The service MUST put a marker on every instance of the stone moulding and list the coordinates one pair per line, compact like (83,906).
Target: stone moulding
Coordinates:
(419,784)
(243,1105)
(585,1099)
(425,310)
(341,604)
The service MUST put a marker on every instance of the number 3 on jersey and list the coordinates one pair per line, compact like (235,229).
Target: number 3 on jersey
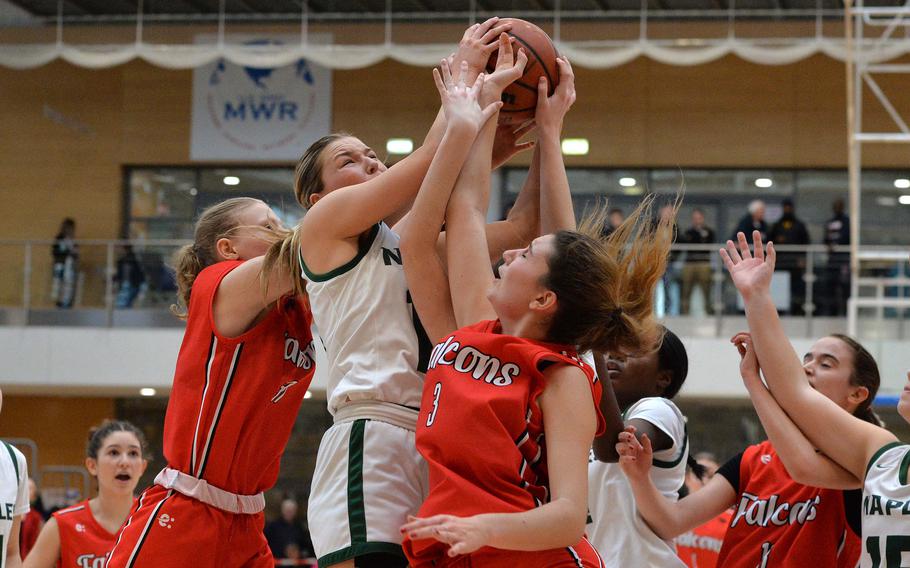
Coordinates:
(432,417)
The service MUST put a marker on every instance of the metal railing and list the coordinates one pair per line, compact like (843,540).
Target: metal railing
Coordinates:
(810,282)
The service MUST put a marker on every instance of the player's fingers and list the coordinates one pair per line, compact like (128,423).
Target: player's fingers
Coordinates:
(493,33)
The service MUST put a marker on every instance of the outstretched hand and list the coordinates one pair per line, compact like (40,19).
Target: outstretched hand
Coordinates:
(509,67)
(551,110)
(459,102)
(476,45)
(750,273)
(463,534)
(634,456)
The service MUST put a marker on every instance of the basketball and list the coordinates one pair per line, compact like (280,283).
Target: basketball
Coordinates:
(520,98)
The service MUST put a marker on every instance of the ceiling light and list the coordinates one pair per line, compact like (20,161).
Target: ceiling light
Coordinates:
(575,146)
(399,146)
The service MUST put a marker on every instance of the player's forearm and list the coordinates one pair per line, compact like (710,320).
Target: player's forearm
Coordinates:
(557,524)
(556,211)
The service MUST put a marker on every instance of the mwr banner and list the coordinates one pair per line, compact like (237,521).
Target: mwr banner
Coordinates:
(259,114)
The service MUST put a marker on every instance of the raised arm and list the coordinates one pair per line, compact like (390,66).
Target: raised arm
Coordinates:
(570,421)
(666,518)
(556,211)
(844,438)
(803,462)
(423,267)
(470,273)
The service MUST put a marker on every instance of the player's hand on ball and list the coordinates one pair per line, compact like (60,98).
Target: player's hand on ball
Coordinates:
(634,456)
(509,67)
(459,101)
(476,45)
(749,273)
(464,535)
(551,110)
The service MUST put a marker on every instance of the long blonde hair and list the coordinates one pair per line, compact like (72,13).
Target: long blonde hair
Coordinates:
(218,221)
(605,285)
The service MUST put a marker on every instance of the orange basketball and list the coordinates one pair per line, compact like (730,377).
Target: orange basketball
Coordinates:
(520,98)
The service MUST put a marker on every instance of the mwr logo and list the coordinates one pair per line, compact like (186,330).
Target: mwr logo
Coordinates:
(91,561)
(304,358)
(258,112)
(472,361)
(765,512)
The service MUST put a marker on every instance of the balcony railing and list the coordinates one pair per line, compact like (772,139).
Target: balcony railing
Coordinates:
(124,283)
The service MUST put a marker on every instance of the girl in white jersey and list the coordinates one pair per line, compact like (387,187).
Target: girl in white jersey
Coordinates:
(369,476)
(864,450)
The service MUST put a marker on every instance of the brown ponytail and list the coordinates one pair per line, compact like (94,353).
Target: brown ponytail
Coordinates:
(864,374)
(216,222)
(605,286)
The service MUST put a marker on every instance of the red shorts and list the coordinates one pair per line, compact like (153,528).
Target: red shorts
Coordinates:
(170,529)
(582,555)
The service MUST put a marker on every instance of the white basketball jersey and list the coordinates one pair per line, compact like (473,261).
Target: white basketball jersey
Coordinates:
(375,347)
(13,492)
(886,509)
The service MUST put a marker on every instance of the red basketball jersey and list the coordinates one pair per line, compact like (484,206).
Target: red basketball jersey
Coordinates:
(700,547)
(779,522)
(235,400)
(84,543)
(480,427)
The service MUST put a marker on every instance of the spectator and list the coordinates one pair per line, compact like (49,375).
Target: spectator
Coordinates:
(129,278)
(287,530)
(615,218)
(836,281)
(697,269)
(754,220)
(31,521)
(700,547)
(790,230)
(65,253)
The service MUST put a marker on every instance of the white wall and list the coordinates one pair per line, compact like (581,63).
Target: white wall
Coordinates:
(42,360)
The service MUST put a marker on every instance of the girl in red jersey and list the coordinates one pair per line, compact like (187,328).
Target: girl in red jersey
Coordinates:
(792,506)
(82,536)
(243,368)
(509,411)
(862,450)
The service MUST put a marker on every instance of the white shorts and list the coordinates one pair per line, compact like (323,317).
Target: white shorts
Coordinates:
(369,477)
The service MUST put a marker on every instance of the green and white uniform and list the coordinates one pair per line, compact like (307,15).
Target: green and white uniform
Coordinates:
(886,509)
(13,493)
(368,476)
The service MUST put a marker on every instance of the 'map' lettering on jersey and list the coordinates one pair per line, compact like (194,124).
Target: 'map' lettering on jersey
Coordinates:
(303,358)
(472,361)
(764,512)
(91,561)
(878,505)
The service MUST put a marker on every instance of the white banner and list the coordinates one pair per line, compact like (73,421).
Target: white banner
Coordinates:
(258,113)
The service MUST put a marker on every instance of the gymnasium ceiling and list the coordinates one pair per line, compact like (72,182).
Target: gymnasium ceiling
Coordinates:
(419,10)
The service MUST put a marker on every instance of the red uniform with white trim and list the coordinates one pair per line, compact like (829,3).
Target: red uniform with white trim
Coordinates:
(781,523)
(700,547)
(231,412)
(481,431)
(84,543)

WHAT IS BEING ASKED> Lines from the entries that contain the string "balcony" must be found and copied.

SOLUTION BELOW>
The service MUST put a marker on every instance of the balcony railing and list the coordinates one pair per line, compact like (772,139).
Target: balcony railing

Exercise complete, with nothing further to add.